EXERCISE INSTRUCTIONS:
The records below hold a stretch from the line with "the fire engine" through the line with "Query: fire truck cab door"; return exactly those lines, ends included, and nothing more.

DATA SECTION:

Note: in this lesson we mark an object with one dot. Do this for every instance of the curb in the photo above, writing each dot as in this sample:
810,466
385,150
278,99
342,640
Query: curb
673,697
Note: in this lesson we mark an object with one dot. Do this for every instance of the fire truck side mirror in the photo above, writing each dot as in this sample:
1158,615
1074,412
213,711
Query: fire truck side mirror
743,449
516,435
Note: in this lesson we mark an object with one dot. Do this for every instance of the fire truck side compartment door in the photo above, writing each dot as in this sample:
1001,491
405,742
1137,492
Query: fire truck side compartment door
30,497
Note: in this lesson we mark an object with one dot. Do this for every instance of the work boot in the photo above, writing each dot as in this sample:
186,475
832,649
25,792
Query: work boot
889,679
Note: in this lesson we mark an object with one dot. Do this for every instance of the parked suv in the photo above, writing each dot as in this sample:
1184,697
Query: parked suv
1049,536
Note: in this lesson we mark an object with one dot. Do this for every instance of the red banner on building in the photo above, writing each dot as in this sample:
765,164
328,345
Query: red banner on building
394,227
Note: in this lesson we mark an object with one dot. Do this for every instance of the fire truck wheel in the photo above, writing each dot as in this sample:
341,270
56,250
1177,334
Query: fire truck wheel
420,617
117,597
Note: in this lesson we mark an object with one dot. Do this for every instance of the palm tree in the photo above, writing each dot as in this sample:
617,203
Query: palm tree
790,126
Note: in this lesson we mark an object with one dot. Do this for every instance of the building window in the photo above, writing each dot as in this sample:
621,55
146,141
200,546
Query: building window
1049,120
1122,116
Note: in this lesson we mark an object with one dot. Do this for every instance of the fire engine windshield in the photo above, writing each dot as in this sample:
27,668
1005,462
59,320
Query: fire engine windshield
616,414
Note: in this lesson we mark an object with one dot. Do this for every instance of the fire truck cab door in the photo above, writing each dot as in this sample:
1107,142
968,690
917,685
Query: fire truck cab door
---
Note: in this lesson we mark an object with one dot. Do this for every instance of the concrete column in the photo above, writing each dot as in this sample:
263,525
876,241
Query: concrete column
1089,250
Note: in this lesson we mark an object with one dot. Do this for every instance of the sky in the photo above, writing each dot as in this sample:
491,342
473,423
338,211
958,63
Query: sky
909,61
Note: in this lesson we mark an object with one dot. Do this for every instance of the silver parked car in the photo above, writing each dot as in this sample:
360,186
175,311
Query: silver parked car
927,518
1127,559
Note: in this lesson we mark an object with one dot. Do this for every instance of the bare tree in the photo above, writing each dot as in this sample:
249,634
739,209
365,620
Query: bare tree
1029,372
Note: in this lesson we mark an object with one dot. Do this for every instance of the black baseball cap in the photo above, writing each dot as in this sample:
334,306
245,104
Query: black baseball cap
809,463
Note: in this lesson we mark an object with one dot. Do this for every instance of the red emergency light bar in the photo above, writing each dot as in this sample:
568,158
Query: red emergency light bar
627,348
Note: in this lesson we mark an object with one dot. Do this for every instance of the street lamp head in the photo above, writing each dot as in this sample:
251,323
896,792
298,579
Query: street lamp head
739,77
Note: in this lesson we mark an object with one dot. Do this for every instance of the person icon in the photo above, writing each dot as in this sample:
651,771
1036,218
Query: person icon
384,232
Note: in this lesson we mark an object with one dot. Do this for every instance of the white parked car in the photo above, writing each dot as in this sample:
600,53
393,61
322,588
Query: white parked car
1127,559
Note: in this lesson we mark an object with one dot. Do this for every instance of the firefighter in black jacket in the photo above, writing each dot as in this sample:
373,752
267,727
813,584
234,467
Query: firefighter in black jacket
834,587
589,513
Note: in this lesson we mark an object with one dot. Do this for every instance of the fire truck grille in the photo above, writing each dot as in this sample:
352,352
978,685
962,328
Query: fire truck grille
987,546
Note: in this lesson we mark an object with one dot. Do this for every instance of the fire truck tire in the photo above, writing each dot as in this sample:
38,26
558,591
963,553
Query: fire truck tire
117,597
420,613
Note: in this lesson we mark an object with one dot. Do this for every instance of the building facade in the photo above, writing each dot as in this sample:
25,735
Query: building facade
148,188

EXERCISE RESULT:
Note: in this lesson we mark an object with one dot. Do this for every instance of the fire engine windshield in the photo above, writing each dot as in this sample:
27,668
1005,462
59,320
Query: fire engine windshield
616,414
Note: in this lesson we mark an object with one dot. Do this for every instance of the fire truck cab door in the photo above, writing each dot as in this sample:
1107,142
968,690
917,685
Query: fire truck cab door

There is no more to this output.